--- Given passage ---
On 27/07/16 22:47, Sven Barth wrote:
Am 27.07.2016 21:04 schrieb "Maciej Izak" <hnb.c...@gmail.com
<mailto:hnb.c...@gmail.com>>:
In that case SmartPtr/SmartObj/Nullable type has no sense for me. The
basic purpose is excluded. You can do that today by using for example
proxyobject._.foo();
What is the basic purpose? I did not see any explanation of that in the
original mail. It only said that it is vital to the smart pointers/ARC
objects and nullable types implementation.
To get rid of @@/@@@ we can use typecast + new type kind. With "proxy"
type, Sven proposition has more sense:
=== code begin ===
{$MODE DELPHI}
type
TRawSomeSmart<T> = record
private
Instance: T;
... // normal record
end;
TSomeSmart<T> = proxy to TRawSomeSmart<T>.Instance;
var
ptr: pointer;
// PTypeInfo(TypeInfo(ni)).Kind = tkProxy
ni: TSomeSmart<Integer>;
np: TSomeSmart<TProcedure>;
begin
ptr := @ni; // pointer to ni.Instance
ptr := @TSomeSmart<Integer>(ni); // pointer to ni
ptr := @@np; // pointer to np.Instance
ptr := @np // pointer to procedure
ptr := @TSomeSmart<TProcedure>(np); // pointer to np
end;
=== code end ===
Hmm, not that bad either.
I think it is still bad, because it again makes "@X" not return the
address of X, but of something that X refers to (it's almost like an
"absolute" declaration). Additionally, declaring a new type
(TSomeSmart<T>) that refers to an entity inside another type
(TRawSomeSmart<T>.Instance) looks quite strange (there's nothing like
that in Pascal yet either, not even to declare forward types).
---
# About this task:
Continue the mailing-list discussion about proxy types for smart pointers from the point where it stops. The material after this point is separate from the mailing-list discussion above.
--- Dataset extract ---
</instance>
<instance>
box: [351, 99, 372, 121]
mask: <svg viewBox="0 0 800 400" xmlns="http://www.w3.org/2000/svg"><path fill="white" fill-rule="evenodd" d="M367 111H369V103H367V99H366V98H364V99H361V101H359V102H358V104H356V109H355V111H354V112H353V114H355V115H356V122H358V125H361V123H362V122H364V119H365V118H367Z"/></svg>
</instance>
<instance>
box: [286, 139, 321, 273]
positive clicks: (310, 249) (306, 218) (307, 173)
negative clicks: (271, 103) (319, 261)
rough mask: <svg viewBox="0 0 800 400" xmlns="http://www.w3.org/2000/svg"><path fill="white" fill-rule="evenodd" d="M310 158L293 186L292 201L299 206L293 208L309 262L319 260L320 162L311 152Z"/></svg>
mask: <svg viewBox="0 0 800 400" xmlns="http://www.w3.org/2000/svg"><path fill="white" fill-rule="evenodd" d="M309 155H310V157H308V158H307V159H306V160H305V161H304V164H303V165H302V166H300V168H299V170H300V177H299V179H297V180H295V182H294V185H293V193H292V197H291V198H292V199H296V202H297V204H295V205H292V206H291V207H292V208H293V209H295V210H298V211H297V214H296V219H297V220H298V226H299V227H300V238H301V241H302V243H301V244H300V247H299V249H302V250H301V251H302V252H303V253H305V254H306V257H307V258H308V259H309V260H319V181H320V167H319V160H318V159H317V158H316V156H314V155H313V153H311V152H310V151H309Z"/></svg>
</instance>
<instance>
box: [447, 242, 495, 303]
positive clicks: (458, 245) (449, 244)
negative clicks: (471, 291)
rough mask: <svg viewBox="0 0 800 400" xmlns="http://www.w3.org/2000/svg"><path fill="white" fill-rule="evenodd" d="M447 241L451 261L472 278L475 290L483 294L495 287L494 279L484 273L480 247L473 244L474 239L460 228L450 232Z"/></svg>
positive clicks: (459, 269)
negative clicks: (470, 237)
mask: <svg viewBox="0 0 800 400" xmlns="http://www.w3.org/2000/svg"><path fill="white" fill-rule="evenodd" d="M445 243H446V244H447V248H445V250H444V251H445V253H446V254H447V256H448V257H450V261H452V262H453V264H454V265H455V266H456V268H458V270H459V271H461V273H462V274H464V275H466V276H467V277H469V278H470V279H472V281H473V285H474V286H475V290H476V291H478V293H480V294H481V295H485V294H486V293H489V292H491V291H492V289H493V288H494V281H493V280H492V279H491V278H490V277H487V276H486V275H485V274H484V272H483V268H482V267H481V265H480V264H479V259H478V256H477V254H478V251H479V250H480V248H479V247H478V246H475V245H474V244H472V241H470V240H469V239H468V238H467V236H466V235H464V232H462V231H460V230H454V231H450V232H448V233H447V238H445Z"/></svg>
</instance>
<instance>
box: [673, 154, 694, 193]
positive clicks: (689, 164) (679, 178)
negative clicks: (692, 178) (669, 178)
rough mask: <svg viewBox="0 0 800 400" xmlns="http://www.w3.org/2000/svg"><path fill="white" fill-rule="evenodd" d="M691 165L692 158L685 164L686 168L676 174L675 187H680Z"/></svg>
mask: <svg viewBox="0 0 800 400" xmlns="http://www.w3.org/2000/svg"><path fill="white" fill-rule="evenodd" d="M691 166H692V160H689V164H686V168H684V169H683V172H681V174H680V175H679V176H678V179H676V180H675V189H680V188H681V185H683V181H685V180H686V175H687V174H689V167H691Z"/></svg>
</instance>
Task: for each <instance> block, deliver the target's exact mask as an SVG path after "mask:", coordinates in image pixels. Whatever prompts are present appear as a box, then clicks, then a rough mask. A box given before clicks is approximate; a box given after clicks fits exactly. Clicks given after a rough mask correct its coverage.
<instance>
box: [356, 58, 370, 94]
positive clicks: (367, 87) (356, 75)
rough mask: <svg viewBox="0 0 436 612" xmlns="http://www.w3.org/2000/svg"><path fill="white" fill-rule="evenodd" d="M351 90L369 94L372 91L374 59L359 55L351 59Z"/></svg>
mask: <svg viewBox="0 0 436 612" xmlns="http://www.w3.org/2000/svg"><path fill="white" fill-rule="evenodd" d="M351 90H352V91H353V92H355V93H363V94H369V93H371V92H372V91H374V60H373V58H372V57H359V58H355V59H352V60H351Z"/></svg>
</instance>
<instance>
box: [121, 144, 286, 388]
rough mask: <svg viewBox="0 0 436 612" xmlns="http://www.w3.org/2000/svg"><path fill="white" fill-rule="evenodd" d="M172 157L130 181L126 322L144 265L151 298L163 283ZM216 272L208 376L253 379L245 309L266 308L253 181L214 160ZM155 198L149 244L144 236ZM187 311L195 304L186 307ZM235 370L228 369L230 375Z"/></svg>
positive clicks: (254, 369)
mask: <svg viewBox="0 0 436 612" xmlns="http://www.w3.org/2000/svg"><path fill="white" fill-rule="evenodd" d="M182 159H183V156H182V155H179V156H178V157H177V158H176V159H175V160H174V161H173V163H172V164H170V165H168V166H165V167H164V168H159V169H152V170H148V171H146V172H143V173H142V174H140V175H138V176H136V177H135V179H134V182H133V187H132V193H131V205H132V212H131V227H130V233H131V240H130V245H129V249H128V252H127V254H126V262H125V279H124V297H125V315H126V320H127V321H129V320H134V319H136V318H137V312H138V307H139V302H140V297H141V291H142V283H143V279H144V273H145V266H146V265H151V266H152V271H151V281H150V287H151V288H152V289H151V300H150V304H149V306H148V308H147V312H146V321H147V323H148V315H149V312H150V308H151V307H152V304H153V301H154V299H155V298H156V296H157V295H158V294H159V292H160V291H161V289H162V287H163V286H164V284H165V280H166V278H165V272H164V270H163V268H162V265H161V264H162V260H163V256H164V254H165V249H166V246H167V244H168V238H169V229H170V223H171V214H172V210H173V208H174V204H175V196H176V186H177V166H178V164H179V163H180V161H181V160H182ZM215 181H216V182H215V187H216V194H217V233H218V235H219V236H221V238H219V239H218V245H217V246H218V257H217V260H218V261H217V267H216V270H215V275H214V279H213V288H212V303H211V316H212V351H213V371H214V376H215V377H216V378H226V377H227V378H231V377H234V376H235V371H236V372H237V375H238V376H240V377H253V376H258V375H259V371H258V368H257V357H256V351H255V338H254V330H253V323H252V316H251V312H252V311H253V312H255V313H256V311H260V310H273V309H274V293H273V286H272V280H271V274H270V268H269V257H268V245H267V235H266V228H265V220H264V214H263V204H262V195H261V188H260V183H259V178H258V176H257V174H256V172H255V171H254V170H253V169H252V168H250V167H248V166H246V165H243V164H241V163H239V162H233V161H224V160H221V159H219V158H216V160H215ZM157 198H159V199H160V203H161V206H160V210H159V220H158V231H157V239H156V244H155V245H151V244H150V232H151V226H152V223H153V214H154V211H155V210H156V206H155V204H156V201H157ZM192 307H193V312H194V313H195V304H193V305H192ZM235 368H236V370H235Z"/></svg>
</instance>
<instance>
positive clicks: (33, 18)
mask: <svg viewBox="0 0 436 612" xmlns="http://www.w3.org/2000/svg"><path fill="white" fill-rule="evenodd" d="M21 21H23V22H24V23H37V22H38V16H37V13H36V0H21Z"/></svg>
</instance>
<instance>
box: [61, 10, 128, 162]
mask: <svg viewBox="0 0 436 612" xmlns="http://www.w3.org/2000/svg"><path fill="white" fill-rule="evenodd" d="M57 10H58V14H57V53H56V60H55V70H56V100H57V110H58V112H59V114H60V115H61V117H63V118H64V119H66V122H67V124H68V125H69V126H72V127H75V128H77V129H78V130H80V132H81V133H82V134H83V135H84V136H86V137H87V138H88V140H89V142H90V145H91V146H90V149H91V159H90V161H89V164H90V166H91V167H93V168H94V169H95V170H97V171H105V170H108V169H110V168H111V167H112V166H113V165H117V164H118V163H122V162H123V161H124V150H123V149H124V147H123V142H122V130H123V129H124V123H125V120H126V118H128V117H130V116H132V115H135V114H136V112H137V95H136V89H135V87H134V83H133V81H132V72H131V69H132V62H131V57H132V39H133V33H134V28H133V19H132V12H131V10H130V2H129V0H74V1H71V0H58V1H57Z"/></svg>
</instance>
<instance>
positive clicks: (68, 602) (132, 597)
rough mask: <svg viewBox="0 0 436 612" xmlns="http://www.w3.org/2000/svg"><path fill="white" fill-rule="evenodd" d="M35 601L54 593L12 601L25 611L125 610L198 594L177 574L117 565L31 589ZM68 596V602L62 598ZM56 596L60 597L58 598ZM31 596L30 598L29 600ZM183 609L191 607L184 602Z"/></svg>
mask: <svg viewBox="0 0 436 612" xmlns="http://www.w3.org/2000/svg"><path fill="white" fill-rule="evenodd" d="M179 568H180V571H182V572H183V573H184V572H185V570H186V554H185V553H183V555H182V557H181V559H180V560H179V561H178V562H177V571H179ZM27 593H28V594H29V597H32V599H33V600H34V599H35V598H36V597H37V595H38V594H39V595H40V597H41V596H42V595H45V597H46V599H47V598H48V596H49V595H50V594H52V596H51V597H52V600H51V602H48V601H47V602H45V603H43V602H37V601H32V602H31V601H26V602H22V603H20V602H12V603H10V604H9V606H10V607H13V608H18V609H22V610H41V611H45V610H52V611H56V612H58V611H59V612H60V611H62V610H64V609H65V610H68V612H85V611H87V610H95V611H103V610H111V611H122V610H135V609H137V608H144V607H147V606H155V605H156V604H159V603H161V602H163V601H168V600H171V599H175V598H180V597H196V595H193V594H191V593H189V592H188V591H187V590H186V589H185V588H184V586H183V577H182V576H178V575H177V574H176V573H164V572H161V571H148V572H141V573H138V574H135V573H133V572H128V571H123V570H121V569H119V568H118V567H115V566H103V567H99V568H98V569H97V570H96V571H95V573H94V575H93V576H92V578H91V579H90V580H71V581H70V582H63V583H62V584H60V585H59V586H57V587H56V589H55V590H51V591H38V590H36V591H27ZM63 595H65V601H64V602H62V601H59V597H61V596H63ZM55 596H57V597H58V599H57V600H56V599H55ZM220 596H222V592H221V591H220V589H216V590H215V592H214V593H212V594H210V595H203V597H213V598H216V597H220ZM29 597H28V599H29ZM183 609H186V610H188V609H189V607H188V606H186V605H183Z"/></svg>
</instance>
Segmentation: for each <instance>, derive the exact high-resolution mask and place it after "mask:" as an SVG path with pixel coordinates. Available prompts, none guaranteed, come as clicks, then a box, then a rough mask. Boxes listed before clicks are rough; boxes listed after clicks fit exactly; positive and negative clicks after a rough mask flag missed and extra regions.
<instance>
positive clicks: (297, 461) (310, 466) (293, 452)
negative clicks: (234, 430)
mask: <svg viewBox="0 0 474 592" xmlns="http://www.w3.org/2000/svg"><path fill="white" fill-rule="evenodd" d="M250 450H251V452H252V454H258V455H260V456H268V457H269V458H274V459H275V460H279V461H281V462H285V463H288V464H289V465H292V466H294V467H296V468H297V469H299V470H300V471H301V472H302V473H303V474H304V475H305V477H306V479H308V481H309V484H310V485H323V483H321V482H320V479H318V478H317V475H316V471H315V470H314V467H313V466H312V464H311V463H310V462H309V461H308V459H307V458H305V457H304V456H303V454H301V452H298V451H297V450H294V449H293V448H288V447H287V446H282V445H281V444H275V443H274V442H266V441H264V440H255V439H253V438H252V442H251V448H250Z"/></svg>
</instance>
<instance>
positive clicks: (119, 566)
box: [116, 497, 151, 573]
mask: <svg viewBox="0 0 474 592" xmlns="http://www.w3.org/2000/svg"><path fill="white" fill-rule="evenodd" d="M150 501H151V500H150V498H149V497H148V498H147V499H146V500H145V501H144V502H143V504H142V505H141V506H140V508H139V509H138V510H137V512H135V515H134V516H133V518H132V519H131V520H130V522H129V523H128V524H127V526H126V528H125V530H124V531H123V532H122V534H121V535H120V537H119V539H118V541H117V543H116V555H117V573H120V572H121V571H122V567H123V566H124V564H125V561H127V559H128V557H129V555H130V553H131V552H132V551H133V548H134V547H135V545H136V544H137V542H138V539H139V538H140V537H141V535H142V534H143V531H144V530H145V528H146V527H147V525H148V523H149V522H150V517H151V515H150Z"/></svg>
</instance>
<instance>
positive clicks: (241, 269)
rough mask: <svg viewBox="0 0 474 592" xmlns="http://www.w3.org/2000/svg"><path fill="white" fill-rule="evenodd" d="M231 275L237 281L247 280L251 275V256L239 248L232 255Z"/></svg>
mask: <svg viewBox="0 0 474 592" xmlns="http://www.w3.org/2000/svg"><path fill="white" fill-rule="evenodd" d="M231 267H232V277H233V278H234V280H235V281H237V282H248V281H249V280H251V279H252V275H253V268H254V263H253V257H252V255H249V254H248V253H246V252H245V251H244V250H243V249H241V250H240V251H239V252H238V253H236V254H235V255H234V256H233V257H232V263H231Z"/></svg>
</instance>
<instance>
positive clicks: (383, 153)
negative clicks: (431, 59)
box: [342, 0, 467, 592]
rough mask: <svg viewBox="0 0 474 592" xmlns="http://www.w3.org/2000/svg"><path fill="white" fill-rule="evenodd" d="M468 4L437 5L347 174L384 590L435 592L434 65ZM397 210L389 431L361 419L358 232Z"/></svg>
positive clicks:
---
# Exercise output:
Before continuing, I think it would be a good idea to look at what the
desired concept is exactly (transparent proxy objects/references, thin
wrappers that allow to specify some default behaviour, nullable types,
... ?) already exists in other programming language (not C++ --
everything is just meta-programmed using templates there) and how things
work there at least from a specification standpoint.
Properly designing a new programming language concept is hard, and the
worst thing is that once it's shipped, you are stuck with it basically
forever. I think it needs more than just some example programs and tests
to design one from scratch.
It's really too bad there is no programming language committee for the
Pascal language with language design experts that could discuss and
refine this in-depth. I'm no language design expert myself at all and
preferably would not even get involved in this kind of discussions but
at the same time I don't want to get stuck with having to maintain and
support an ever growing language that becomes less and less
self-consistent and more and more complex (while there may be simpler or
clearer ways to achieve the same things).